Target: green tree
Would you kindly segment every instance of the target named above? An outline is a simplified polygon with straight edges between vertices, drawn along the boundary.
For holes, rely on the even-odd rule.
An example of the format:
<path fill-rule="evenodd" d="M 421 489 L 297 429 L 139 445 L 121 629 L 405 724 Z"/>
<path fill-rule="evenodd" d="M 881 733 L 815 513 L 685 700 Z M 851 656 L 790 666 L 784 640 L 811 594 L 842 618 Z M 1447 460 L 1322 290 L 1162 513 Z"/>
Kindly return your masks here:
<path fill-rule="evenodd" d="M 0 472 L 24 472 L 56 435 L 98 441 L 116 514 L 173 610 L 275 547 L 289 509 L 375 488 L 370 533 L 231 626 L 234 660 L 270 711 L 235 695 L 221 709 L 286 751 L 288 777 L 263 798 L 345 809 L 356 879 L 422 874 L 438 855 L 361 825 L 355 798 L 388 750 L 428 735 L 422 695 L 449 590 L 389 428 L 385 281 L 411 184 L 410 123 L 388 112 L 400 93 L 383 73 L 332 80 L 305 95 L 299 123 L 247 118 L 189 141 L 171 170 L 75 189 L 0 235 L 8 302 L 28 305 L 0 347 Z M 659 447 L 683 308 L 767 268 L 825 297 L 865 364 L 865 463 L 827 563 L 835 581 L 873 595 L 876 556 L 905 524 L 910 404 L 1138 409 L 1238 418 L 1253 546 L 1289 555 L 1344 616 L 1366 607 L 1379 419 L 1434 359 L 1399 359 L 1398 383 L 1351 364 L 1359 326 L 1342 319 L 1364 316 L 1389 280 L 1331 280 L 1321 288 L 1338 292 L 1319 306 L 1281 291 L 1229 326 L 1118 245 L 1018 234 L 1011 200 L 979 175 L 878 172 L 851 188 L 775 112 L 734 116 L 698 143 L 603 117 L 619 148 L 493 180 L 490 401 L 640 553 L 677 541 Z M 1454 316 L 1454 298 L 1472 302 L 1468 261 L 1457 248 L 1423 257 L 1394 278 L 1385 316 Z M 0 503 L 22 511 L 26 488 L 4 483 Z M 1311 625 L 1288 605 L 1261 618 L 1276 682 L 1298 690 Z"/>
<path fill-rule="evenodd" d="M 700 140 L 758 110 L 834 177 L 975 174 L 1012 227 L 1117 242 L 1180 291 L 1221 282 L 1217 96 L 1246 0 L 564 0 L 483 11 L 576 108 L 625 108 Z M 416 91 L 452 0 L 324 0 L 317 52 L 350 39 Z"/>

* * * *

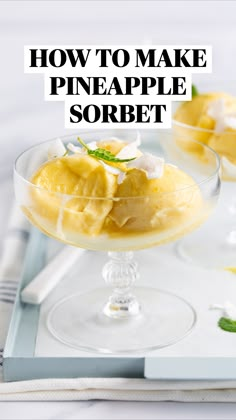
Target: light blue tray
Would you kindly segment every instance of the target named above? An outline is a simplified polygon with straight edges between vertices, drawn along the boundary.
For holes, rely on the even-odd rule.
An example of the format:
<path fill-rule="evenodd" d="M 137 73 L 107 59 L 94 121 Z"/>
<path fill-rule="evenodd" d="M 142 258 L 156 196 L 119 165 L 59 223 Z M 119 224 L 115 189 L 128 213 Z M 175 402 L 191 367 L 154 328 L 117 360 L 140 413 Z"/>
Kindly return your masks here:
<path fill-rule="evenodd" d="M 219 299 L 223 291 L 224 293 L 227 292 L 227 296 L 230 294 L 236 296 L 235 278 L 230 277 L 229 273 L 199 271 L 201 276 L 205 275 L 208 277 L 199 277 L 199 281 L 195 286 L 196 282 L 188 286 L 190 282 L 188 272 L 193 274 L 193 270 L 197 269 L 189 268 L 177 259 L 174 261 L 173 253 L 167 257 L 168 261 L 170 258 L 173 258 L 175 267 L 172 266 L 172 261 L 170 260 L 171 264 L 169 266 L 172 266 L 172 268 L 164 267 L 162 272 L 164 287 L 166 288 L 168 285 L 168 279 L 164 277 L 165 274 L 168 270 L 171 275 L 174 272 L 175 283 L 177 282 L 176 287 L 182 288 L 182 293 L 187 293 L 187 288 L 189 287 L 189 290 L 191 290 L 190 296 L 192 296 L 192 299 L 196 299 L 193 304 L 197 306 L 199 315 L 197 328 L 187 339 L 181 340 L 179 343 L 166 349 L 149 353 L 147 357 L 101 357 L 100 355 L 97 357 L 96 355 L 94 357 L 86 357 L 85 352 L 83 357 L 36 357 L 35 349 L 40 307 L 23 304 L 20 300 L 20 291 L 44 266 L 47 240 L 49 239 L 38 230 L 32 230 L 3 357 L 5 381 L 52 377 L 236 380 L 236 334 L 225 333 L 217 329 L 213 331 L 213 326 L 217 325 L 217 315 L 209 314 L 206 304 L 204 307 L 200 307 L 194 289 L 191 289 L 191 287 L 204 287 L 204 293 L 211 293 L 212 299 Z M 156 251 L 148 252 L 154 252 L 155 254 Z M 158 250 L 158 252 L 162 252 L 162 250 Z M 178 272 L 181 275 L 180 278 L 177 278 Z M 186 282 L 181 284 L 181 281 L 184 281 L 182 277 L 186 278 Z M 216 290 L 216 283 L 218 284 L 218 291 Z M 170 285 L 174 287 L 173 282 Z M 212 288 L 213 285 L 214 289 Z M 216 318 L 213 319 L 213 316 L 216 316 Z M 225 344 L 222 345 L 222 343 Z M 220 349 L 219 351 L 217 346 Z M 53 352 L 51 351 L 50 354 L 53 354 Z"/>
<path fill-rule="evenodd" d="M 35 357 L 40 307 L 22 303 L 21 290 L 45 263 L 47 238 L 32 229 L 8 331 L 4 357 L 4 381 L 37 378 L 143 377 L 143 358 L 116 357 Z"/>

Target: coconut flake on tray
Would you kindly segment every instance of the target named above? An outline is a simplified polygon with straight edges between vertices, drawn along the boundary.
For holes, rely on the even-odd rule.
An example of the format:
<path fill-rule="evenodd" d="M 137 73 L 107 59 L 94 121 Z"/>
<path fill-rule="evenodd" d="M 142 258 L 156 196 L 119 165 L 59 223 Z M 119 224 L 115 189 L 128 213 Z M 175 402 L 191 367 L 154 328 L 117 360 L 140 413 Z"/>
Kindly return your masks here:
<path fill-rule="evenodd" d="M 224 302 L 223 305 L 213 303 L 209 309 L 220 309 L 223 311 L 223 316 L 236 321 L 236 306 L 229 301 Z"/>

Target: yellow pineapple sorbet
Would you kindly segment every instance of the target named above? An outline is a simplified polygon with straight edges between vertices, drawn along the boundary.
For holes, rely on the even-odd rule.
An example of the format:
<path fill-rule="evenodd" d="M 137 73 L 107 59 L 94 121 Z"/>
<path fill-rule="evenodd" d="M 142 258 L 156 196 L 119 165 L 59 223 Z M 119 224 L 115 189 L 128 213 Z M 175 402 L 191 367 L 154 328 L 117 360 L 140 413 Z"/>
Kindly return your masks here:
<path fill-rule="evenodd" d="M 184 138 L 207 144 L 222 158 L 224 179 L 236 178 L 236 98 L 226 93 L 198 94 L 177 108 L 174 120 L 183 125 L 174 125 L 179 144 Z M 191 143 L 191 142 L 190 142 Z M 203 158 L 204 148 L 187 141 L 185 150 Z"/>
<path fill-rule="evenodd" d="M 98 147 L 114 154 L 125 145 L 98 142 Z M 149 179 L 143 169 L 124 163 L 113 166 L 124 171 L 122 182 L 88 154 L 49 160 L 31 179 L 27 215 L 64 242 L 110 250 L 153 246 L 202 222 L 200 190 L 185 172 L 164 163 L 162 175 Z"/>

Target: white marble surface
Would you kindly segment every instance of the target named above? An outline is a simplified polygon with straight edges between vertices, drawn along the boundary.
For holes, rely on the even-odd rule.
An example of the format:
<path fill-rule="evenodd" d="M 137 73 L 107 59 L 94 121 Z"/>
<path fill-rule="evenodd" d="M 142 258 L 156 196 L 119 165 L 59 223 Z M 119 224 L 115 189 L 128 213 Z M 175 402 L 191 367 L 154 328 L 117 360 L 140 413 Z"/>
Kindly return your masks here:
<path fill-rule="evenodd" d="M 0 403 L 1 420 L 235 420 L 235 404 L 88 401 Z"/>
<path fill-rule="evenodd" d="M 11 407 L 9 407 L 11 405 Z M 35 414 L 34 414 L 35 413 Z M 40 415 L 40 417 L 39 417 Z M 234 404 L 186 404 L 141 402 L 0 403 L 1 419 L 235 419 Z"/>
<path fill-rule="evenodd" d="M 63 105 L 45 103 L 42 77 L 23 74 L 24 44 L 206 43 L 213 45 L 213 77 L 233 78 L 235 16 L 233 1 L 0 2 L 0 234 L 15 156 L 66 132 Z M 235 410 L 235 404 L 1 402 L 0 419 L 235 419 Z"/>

* * * *

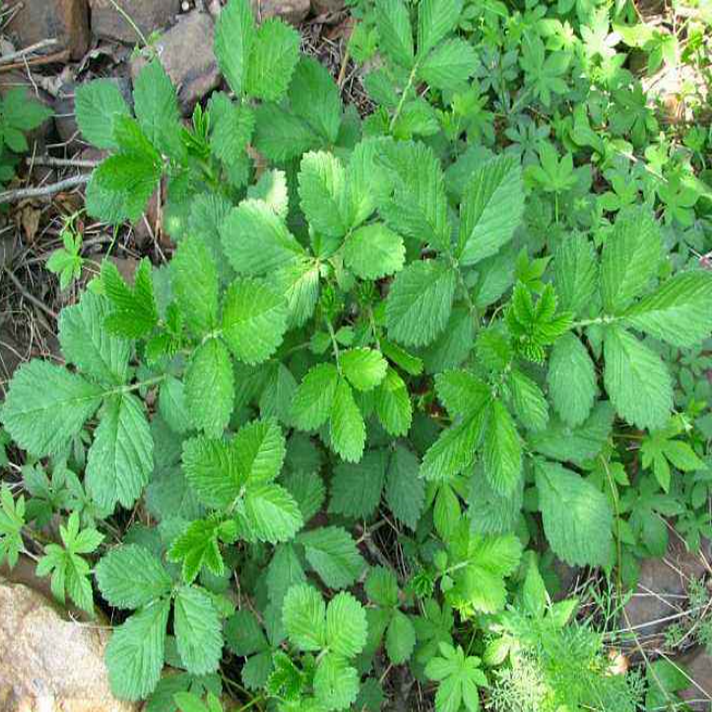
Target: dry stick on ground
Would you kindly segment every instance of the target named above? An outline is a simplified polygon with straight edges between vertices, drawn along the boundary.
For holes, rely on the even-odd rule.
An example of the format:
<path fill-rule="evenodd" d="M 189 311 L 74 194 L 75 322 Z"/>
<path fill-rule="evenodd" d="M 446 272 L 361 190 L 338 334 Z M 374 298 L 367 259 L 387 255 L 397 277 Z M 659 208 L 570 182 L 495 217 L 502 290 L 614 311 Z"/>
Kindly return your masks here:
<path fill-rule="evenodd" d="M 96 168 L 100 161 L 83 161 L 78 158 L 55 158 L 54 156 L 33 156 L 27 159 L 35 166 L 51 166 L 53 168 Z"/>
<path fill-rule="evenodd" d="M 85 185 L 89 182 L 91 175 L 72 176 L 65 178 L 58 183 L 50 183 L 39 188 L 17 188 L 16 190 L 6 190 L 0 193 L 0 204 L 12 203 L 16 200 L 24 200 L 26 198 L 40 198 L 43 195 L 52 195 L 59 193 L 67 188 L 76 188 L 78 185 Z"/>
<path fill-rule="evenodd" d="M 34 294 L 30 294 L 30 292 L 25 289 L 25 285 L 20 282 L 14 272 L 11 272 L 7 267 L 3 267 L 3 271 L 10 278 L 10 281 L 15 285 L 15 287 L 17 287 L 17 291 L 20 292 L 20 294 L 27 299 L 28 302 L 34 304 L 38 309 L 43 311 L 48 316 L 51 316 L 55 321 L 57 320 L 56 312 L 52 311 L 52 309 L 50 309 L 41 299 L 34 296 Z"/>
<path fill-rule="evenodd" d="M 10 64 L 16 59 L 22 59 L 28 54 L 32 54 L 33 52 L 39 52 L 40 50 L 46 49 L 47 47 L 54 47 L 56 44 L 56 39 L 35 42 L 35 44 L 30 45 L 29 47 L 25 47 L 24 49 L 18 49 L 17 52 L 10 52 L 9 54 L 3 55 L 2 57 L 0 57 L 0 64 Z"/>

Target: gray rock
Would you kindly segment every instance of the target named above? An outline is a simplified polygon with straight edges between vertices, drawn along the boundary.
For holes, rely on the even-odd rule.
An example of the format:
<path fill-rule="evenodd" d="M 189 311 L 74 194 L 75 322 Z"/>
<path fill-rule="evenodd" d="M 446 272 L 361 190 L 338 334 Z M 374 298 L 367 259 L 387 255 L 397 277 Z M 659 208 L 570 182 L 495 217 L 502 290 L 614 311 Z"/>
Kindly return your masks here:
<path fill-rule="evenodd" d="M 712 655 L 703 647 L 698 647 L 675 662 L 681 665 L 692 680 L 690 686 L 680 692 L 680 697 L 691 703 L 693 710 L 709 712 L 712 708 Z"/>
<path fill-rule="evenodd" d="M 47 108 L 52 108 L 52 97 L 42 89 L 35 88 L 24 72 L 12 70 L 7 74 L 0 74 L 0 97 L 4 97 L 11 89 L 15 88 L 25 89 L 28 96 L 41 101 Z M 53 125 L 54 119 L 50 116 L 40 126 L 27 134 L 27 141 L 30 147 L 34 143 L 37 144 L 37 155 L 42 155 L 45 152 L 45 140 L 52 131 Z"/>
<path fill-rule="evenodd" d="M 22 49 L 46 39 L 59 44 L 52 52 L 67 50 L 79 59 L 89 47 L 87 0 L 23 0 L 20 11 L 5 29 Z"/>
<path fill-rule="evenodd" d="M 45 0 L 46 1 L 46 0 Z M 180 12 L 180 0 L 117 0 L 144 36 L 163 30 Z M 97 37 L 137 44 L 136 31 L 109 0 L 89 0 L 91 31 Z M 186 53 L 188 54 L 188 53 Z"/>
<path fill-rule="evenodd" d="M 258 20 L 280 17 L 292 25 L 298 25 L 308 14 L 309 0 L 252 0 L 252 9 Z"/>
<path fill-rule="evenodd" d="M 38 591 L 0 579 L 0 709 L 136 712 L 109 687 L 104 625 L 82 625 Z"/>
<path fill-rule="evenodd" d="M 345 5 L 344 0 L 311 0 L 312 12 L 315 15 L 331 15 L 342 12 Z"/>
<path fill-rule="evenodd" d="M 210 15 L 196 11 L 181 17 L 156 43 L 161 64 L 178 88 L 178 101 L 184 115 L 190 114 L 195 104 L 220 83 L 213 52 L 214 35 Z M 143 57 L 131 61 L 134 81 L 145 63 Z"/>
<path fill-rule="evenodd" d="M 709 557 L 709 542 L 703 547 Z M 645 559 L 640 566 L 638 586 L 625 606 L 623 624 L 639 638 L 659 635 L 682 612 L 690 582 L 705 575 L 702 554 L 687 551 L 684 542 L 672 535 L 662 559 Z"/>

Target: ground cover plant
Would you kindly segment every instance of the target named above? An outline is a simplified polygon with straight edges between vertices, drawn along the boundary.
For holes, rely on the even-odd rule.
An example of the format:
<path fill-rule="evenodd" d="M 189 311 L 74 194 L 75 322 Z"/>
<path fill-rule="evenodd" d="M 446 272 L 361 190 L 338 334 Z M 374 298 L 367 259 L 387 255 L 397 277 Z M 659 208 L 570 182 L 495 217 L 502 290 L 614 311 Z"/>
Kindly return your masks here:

* * * *

Pull every line containing the word "ground" out of the entries above.

# Solution to the problem
Target: dry stick on ground
Target: ground cover plant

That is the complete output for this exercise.